### Set problem 1
Name each temporal encoding that the SIP-15A proposal gives as an example.
### Set problem 2
Reproduce the passage of the SIP-15A proposal between "1. One must" and "(in milliseconds), etc.", inclusive.
-- Text extract start --
Skip to content

This issue was moved to a discussion.

You can continue the conversation there. Go to discussion →

New issue

Have a question about this project? Sign up for a free GitHub account to open an issue and contact its maintainers and the community.

By clicking “Sign up for GitHub”, you agree to our terms of service and privacy statement. We’ll occasionally send you account related emails.

Already on GitHub? Sign in to your account

[SIP-15A] Proposal for inferring temporal formatting and parsing #7656

Closed
john-bodley opened this issue Jun 5, 2019 · 1 comment
Closed
Assignees
Labels
enhancement:request Enhancement request submitted by anyone from the community sip Superset Improvement Proposal
Projects

Comments

@john-bodley
Copy link
Member

john-bodley commented Jun 5, 2019

[SIP-15A] Proposal for inferring temporal formatting and parsing

Motivation

In SIP-15 we surfaced examples were lexicographical sorting could result in incorrect time intervals when the optional configuration fields weren't specified. Initially the proposal was to ensure all temporal fields were cast to a timestamp and filter comparisons were between the appropriate timestamp (or similar) types, i.e., for Presto:

DATE_PARSE(ds, '%Y-%m-%d') >= TIMESTAMP '2018-01-01 00:00:00'

Additionally if all temporal fields were transformed to a timestamp the time grains would also work correctly (the current logic assumes that said type can be successfully cast to a timestamp which is not always the case).

@mistercrunch correctly pointed out out that not all query planners would be able to rewrite these filters to take advantage of indexes (if present) resulting in sub-performant queries and thus the status quo of ensuring the left-hand-side (LHS) of the filter comparison remains unchanged and that the right-hand-side (RHS) formats the Python datetime object appropriately, i.e.,

ds >= '2018-01-01'

There are two problems with the current functionality:

  1. One must explicitly define the format of the temporal column for non date/date-time like types, i.e., strings and numbers as there are multiple temporal encodings, e.g. %Y-%m-%d, %Y-%d-%m, epoch timestamp (in seconds), epoch timestamp (in milliseconds), etc.
-- Text extract end --
-- Supplied data start --
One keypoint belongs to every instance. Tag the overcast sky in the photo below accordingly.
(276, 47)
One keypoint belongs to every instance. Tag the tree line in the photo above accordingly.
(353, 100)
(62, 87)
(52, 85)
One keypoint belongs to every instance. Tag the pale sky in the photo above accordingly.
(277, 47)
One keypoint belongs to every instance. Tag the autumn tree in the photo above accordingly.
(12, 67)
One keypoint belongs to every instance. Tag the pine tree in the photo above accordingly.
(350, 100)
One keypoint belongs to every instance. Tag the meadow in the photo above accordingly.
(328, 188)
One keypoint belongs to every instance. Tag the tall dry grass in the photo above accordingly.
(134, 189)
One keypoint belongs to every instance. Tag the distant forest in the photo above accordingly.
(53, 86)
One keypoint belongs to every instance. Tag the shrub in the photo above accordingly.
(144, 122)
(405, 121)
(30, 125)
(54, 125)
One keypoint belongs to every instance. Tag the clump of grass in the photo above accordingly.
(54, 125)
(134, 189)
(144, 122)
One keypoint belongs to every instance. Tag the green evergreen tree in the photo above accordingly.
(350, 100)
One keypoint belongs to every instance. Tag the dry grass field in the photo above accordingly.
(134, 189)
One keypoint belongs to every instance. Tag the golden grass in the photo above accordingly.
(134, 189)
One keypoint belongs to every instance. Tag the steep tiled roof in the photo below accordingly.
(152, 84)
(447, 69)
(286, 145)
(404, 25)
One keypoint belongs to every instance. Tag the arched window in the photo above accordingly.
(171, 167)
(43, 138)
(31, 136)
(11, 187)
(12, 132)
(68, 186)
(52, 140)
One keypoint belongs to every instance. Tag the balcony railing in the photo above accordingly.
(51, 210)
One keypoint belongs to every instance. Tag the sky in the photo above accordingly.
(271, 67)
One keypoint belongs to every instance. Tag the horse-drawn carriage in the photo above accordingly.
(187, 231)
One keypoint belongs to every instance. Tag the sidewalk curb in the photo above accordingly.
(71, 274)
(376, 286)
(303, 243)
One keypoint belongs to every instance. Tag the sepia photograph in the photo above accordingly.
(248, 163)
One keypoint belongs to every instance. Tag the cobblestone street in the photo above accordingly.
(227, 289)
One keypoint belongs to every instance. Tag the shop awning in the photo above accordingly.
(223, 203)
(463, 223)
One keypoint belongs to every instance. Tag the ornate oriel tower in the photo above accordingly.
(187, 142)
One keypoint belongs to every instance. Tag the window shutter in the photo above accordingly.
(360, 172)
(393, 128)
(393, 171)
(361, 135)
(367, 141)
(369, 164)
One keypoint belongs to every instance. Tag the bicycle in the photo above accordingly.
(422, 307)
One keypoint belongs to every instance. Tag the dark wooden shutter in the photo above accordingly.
-- Supplied data end --
### Solution 1
- %Y-%m-%d
- %Y-%d-%m
- epoch timestamp (in seconds)
- epoch timestamp (in milliseconds)

### Solution 2
1. One must explicitly define the format of the temporal column for non date/date-time like types, i.e., strings and numbers as there are multiple temporal encodings, e.g. %Y-%m-%d, %Y-%d-%m, epoch timestamp (in seconds), epoch timestamp (in milliseconds), etc.